→ 本文
━━━━━━━━

満州文化物語(2)

「世界のミフネ」育てた写真館 「昔の面影すらないじゃないかっ」…変わり果てた街に絶句

 史郎によれば、三船少年はやがて父親の仕事を手伝うようになる。「学校が休みのときは、三脚担いで父親(徳造)の仕事を手伝いに行った、と言ってました。学校の卒業写真や記念写真などを撮っていたようですね」

 父を手伝いながら、撮影や現像の技術を身につけた三船は6年間いた軍隊でも腕を見込まれて航空写真作成の任務を任される。昭和21年、第1回東宝のニューフェースに合格し、俳優になったときも実は撮影部(カメラマン)志望だったことは、よく知られているエピソードだ。

 「原点」は大連のスター写真館にあったのだろう。

コスモポリタンの街

 大連の街について後年、三船はこう語っている。

━━━━━━━━

→ 設問 A
三船と写真館を扱った本文について、次の(i)〜(iii)が本文の内容と合っているか、それぞれ「はい」か「いいえ」で答え、判断の根拠となる本文の語句をそのまま引用してください。(i) 三船は軍隊に6年間いた。(ii) 三船は第1回東宝のニューフェースに合格したとき、俳優志望だった。(iii) 三船は学校が休みのとき、父親の仕事を手伝いに行った。
→ 設問 B
三船と写真館を扱った本文のうち、「史郎によれば、三船少年はやが」で始まり「大連の街について後年、三船はこう語っている。」で終わる部分を、「三脚」を「カメラ」に置き換えて書き直してください。
→ 設問 C
三船と写真館を扱った本文を、最後の文の後から書き継いでください。

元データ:
━━━━━━━━

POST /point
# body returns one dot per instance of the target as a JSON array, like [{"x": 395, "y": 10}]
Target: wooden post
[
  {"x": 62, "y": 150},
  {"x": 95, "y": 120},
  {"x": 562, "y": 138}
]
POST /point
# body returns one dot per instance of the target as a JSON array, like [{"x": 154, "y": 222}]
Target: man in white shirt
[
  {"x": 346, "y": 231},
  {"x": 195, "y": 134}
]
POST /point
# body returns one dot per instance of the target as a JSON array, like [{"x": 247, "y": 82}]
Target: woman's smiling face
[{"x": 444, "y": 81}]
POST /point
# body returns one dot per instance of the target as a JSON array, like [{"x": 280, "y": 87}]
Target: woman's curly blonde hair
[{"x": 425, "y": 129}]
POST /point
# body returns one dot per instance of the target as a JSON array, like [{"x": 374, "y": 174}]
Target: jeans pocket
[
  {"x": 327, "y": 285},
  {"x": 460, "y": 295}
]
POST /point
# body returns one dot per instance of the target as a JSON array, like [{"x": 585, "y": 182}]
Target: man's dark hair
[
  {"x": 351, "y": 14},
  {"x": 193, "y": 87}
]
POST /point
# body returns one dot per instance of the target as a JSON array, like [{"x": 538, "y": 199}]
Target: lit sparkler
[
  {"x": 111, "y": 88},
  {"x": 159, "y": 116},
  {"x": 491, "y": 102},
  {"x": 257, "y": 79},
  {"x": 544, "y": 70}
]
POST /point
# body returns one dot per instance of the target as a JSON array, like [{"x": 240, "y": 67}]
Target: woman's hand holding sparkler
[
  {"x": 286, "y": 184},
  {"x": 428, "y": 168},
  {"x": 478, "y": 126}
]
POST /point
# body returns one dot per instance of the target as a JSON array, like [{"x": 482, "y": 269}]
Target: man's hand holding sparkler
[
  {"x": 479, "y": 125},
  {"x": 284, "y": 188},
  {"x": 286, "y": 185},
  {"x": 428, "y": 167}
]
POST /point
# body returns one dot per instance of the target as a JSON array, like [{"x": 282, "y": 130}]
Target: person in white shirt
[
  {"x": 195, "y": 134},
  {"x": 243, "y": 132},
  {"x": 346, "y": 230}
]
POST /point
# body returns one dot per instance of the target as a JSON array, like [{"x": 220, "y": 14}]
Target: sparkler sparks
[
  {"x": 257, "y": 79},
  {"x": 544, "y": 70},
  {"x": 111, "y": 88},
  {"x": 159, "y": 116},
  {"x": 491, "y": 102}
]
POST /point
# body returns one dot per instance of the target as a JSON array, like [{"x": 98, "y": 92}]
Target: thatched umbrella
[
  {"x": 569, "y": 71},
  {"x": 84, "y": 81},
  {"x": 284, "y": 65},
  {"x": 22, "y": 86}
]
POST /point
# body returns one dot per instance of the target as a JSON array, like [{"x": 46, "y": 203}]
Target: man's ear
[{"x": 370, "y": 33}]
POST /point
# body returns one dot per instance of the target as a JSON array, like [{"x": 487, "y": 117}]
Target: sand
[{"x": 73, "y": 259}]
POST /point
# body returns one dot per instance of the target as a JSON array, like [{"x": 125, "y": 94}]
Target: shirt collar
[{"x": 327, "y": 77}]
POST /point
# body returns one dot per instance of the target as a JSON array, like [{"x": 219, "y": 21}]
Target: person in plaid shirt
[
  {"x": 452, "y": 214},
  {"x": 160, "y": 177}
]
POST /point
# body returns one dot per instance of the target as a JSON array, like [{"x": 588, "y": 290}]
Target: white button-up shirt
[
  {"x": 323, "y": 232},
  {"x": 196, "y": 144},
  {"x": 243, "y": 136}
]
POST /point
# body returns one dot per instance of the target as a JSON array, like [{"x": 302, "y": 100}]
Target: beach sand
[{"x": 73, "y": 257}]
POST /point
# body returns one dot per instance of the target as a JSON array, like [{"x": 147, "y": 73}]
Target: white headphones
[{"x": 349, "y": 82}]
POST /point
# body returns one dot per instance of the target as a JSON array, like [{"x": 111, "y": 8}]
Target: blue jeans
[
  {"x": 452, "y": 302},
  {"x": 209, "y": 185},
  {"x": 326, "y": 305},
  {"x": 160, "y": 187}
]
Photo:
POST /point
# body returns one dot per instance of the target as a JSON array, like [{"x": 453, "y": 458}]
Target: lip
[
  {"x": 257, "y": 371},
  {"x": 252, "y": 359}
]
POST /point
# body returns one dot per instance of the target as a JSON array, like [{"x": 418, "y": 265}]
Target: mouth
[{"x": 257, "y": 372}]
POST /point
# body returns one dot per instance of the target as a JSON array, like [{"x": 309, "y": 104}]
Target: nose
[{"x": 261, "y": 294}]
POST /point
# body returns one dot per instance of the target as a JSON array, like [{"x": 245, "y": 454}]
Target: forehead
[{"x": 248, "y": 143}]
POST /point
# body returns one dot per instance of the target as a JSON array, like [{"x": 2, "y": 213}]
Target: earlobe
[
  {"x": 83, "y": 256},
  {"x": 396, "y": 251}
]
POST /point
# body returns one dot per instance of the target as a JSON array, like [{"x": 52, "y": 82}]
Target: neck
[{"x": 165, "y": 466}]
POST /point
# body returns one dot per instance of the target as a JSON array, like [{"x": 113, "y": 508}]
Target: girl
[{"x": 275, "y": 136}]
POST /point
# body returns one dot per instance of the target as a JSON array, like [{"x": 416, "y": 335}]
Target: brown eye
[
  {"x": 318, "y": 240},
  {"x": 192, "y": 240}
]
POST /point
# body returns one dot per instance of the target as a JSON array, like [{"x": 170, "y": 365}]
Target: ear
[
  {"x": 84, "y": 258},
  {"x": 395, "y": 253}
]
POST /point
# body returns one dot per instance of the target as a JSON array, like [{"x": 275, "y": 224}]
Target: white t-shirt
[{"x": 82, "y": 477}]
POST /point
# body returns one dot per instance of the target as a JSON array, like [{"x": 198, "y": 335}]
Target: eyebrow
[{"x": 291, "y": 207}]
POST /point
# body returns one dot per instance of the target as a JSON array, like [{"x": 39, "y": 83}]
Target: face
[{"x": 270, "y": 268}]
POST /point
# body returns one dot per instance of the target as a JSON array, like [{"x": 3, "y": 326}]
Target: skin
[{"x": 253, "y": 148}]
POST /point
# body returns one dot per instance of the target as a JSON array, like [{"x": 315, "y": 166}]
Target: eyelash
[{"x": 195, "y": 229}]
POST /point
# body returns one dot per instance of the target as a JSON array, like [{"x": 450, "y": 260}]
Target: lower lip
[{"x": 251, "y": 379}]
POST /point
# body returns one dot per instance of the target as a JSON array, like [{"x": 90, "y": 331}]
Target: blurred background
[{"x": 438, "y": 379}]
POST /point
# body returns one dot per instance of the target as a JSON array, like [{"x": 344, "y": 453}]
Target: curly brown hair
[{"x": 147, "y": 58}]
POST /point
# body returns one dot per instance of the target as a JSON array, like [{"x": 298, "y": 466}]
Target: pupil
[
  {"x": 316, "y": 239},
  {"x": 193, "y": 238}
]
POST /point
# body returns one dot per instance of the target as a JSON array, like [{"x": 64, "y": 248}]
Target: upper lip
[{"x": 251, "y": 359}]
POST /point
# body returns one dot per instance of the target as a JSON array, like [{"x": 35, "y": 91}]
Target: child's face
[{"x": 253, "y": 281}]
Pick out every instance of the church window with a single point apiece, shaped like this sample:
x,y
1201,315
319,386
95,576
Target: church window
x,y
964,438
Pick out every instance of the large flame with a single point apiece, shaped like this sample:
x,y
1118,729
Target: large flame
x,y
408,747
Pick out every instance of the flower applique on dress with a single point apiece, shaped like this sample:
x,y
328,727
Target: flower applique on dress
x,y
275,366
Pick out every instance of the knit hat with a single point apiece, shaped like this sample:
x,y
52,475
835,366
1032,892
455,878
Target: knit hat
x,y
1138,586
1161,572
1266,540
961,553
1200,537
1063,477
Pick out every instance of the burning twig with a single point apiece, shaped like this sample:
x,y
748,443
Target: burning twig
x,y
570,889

━━━━━━━━

→ 解答 A
(i) はい。「6年間いた軍隊でも」
(ii) いいえ。「実は撮影部(カメラマン)志望だった」
(iii) はい。「学校が休みのときは、三脚担いで父親(徳造)の仕事を手伝いに行った」

→ 解答 B
史郎によれば、三船少年はやがて父親の仕事を手伝うようになる。「学校が休みのときは、カメラ担いで父親(徳造)の仕事を手伝いに行った、と言ってました。学校の卒業写真や記念写真などを撮っていたようですね」

 父を手伝いながら、撮影や現像の技術を身につけた三船は6年間いた軍隊でも腕を見込まれて航空写真作成の任務を任される。昭和21年、第1回東宝のニューフェースに合格し、俳優になったときも実は撮影部(カメラマン)志望だったことは、よく知られているエピソードだ。

 「原点」は大連のスター写真館にあったのだろう。

コスモポリタンの街

 大連の街について後年、三船はこう語っている。

→ 解答 C
 「この港町は、いうなれば日本の植民地で、日本人が威張っていました。(略)外国品は豊富だし、日本人の生活程度はかなり高いようでした。外人も多く住んでいて、ちょっとコスモポリタン的な雰囲気を持った明るい風光に囲まれた清潔な街でした。(略)三船は外人キラーといわれる素地が、すでにこのとき育っていたのかもしれません。外国人に対して、ぜんぜんコンプレックスを感じたことがないのです」(雑誌「潮」昭和45年4月号より)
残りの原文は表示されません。